■ **GIVEN DATA**
^^^^^^^^

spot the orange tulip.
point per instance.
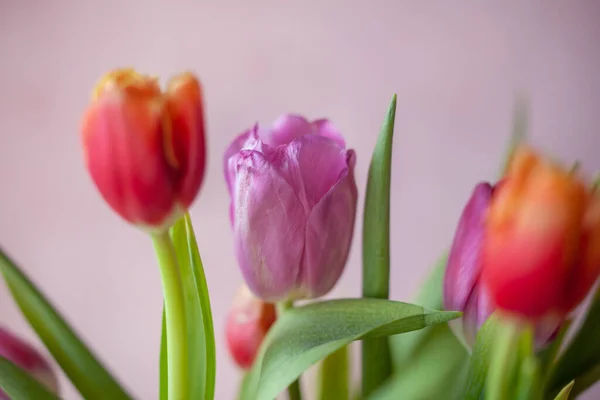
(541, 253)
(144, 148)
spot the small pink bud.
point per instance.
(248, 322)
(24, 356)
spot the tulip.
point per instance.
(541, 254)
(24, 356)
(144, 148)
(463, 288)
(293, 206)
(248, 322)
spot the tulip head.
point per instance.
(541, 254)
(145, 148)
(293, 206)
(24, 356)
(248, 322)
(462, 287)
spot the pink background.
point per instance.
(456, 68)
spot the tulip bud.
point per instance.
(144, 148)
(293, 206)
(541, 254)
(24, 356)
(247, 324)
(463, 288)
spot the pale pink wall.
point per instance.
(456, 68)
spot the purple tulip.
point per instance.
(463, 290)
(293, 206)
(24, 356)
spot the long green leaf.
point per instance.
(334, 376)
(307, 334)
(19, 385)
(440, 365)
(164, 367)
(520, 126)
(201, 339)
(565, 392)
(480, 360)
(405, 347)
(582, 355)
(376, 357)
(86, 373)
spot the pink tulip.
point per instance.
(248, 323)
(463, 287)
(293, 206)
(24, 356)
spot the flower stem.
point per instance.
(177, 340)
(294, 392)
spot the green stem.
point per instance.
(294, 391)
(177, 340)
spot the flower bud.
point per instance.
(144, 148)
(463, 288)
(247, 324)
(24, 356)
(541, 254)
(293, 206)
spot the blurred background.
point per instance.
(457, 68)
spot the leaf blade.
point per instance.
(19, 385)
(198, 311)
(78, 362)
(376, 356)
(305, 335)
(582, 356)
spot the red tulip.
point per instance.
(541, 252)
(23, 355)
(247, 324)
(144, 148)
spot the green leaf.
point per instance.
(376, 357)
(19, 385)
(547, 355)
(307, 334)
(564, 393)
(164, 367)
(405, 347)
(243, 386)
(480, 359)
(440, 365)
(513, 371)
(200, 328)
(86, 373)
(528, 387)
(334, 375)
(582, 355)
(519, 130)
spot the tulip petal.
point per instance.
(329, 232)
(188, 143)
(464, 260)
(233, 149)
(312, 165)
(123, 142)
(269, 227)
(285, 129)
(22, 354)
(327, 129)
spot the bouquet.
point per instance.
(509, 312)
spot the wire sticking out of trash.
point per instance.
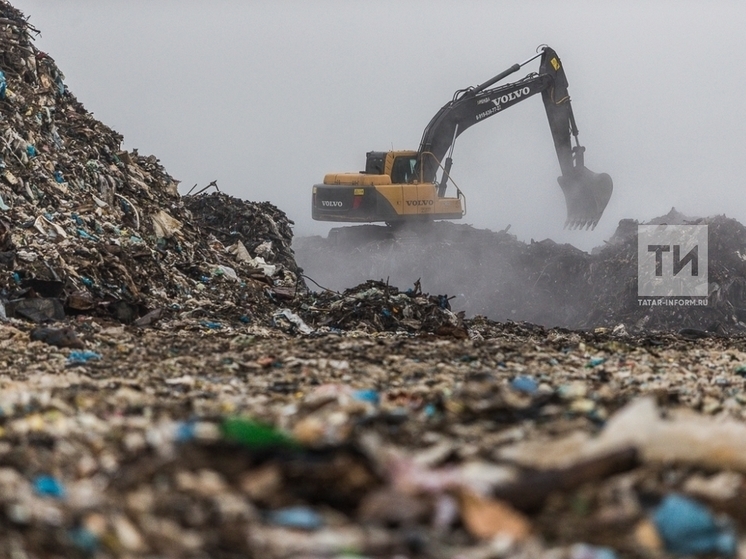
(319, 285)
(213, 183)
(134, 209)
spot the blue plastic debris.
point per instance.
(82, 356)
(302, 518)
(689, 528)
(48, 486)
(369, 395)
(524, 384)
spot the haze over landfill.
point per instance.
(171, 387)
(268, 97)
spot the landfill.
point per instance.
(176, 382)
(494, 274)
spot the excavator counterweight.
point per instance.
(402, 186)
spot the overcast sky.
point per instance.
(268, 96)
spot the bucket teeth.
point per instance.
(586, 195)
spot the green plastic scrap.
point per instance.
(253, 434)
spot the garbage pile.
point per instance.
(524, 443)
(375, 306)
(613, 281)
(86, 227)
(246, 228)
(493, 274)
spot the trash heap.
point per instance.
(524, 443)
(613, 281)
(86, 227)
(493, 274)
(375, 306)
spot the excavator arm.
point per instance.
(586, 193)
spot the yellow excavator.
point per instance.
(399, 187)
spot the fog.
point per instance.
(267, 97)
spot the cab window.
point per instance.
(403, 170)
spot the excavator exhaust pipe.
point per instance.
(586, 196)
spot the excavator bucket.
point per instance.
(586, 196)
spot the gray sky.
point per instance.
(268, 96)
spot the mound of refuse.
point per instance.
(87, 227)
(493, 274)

^^^^^^^^

■ **INSTRUCTIONS FOR THE TASK**
Since the copy must hold no pictures, repeat everything else in the records exactly as written.

■ **TASK OUTPUT**
spot the orange tulip.
point per instance.
(541, 253)
(144, 148)
spot the small pink bud.
point per instance.
(248, 322)
(24, 356)
spot the tulip.
point per instance.
(541, 254)
(24, 356)
(144, 148)
(463, 288)
(293, 206)
(248, 322)
spot the tulip head.
point per instance.
(541, 254)
(145, 148)
(293, 206)
(24, 356)
(248, 322)
(462, 287)
spot the pink background.
point per instance.
(456, 68)
spot the tulip bud.
point per instance.
(144, 148)
(293, 206)
(541, 254)
(24, 356)
(247, 324)
(463, 288)
spot the pale pink wall.
point per instance.
(456, 68)
spot the purple tulip.
point per instance.
(463, 290)
(293, 206)
(24, 356)
spot the long green leaf.
point per instance.
(334, 376)
(307, 334)
(19, 385)
(440, 365)
(164, 367)
(520, 126)
(201, 339)
(565, 392)
(480, 360)
(405, 347)
(582, 355)
(376, 357)
(86, 373)
spot the pink tulip.
point per instance.
(248, 323)
(463, 287)
(293, 206)
(24, 356)
spot the flower stem.
point per instance.
(177, 340)
(294, 392)
spot the green stem.
point per instance.
(294, 391)
(177, 340)
spot the flower bud.
point per instance.
(144, 148)
(463, 288)
(247, 324)
(24, 356)
(541, 254)
(293, 206)
spot the blurred background.
point per instance.
(457, 68)
spot the leaf blade.
point per instance.
(19, 385)
(198, 311)
(78, 362)
(376, 356)
(305, 335)
(582, 356)
spot the red tulip.
point per instance.
(541, 252)
(23, 355)
(247, 324)
(144, 148)
spot the green leaf.
point per instance.
(376, 357)
(19, 385)
(547, 355)
(307, 334)
(564, 393)
(164, 367)
(405, 347)
(243, 386)
(480, 359)
(440, 365)
(513, 371)
(200, 328)
(86, 373)
(528, 387)
(334, 375)
(582, 355)
(519, 130)
spot the tulip petal.
point per instance.
(329, 232)
(188, 143)
(464, 260)
(233, 149)
(312, 165)
(123, 142)
(269, 227)
(285, 129)
(22, 354)
(327, 129)
spot the bouquet.
point per instance.
(509, 312)
spot the wire sticking out of trash.
point per instance.
(319, 285)
(213, 183)
(134, 209)
spot the blue plastic debris.
point per instance.
(82, 356)
(302, 518)
(689, 528)
(48, 486)
(369, 395)
(524, 384)
spot the haze over landfill.
point per instance.
(171, 387)
(268, 97)
spot the landfill.
point per instance.
(176, 382)
(494, 274)
spot the excavator counterweight.
point per instance.
(402, 186)
spot the overcast sky.
point per instance.
(268, 96)
spot the bucket teeth.
point per instance.
(586, 195)
spot the green plastic scrap.
point per instance.
(253, 434)
spot the garbage pile.
point per instance.
(524, 443)
(375, 306)
(613, 281)
(86, 227)
(246, 228)
(493, 274)
spot the trash heap.
point per instance.
(524, 443)
(613, 281)
(86, 227)
(493, 274)
(375, 306)
spot the excavator arm.
point per instance.
(586, 193)
spot the yellow excavator.
point per instance.
(399, 187)
spot the fog.
point per instance.
(267, 97)
spot the cab window.
point per instance.
(403, 170)
spot the excavator exhaust pipe.
point per instance.
(586, 196)
spot the excavator bucket.
point per instance.
(586, 196)
spot the gray sky.
point per instance.
(268, 96)
spot the mound of refuse.
point per instance.
(87, 227)
(493, 274)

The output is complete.